** Set task **
Copy every one of the records below verbatim, leaving the pictures out of your copy.

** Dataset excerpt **

--- BEGIN ---

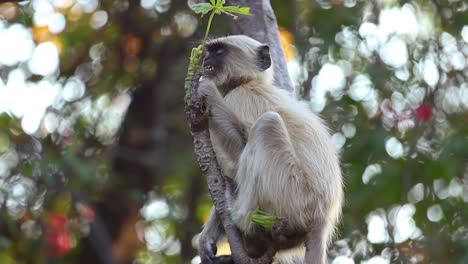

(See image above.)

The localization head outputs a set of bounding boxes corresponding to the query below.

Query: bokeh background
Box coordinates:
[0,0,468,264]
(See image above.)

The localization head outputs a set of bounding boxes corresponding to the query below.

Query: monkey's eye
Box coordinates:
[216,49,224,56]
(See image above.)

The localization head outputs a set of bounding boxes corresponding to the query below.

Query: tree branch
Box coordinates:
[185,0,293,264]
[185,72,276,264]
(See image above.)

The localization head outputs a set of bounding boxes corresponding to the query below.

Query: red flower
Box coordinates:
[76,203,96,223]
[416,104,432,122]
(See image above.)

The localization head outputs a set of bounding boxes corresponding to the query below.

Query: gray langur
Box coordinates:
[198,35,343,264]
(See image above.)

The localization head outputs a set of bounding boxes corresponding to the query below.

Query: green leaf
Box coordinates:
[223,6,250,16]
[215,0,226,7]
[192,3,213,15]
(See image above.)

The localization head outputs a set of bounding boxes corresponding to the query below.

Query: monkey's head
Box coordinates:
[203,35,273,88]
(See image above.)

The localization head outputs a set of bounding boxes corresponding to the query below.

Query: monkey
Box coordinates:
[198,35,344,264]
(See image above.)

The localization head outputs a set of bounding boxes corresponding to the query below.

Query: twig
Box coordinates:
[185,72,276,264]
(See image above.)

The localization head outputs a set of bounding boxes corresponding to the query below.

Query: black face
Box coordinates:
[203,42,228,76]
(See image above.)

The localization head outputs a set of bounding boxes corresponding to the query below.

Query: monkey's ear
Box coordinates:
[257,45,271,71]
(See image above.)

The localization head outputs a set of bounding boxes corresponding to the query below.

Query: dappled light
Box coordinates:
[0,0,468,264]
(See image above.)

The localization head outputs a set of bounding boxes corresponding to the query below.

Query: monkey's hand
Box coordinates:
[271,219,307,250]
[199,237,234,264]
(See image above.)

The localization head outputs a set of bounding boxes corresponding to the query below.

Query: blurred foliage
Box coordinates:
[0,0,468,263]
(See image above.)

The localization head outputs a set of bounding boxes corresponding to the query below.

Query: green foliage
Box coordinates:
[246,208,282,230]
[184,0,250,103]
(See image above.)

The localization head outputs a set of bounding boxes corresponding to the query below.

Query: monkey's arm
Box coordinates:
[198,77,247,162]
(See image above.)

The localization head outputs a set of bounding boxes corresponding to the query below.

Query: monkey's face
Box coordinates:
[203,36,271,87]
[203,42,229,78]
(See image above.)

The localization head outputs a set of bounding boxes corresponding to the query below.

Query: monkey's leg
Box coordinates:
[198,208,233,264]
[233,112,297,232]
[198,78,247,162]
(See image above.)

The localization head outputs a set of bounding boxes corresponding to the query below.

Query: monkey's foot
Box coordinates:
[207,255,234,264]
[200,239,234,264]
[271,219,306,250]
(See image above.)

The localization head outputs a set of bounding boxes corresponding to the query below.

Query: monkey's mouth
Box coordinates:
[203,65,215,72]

--- END ---

** Response for this exercise **
(See image above.)

The localization head outputs a set of bounding boxes corresponding to the query below.

Query: bokeh background
Box coordinates:
[0,0,468,264]
(See image above.)

The localization head outputs a set of bounding boxes corresponding to the query below.

Query: monkey's eye
Box coordinates:
[216,49,224,56]
(See image above.)

The localization head outputs a set of bounding boxes corresponding to the query below.

Query: tree branch
Box coordinates:
[185,0,293,264]
[185,72,276,264]
(See image above.)

The localization head outputs a set of bounding boxes corresponding to the query below.

Query: red flower
Box coordinates:
[76,203,96,223]
[416,104,432,122]
(See image above.)

The localization head outputs a set of bounding boxes corresponding to the query below.

Query: gray langur
Box coordinates:
[198,35,343,264]
(See image above.)

The localization head outputs a set of bounding boxes corresponding to the query below.

Query: green leaf
Box coordinates:
[223,6,250,16]
[215,0,226,7]
[192,3,213,15]
(See image above.)

The localization head outputs a set of bounding boxes corresponding to the query below.

Query: monkey's head
Box coordinates:
[203,35,273,88]
(See image above.)

The localization head outputs a set of bounding boxes corresponding to the query below.

Query: monkey
Box coordinates:
[198,35,344,264]
(See image above.)

The localization head outputs a set of bounding boxes corresponding to the query below.

Query: twig
Box coordinates:
[185,72,276,264]
(See image above.)

The localization head outputs a set of bounding boxes corresponding to the query below.

Query: black face
Box coordinates:
[203,42,228,76]
(See image above.)

The localization head outputs a set of bounding boxes corresponding to the query below.

Query: monkey's ear
Box coordinates:
[257,45,271,71]
(See image above.)

The localization head outputs a set of bounding boxes corresponding to the query below.

Query: dappled light
Box coordinates:
[0,0,468,264]
(See image above.)

The localization head outputs a set of bounding boxes corresponding to the query below.

Query: monkey's hand
Box coordinates:
[271,219,307,250]
[199,237,234,264]
(See image above.)

The localization head outputs a set of bounding boxes corresponding to the query below.

Query: blurred foliage
Box coordinates:
[0,0,468,263]
(See image above.)

The localization head outputs a set of bounding boxes corresponding to the query below.

Query: green foliage
Box coordinates:
[246,208,282,230]
[184,0,250,103]
(See image above.)

The localization head outputs a set of bounding boxes corresponding to the query below.

Query: monkey's arm
Box coordinates:
[198,77,247,162]
(See image above.)

The localization head outputs a set of bounding boxes corresponding to the query below.

Query: monkey's face
Box coordinates:
[203,36,271,87]
[203,42,229,78]
(See image above.)

The localization head outputs a set of bounding boxes corresponding to the query below.

Query: monkey's leg
Box coordinates:
[198,208,233,264]
[233,112,297,232]
[198,78,247,162]
(See image above.)

The localization head outputs a set of bounding boxes corresponding to the query below.

Query: monkey's foot
Box coordinates:
[207,255,234,264]
[200,239,234,264]
[271,219,306,250]
(See image above.)

The localization head outputs a set of bounding boxes corresponding to the query below.

Query: monkey's mouth
Box coordinates:
[203,65,215,72]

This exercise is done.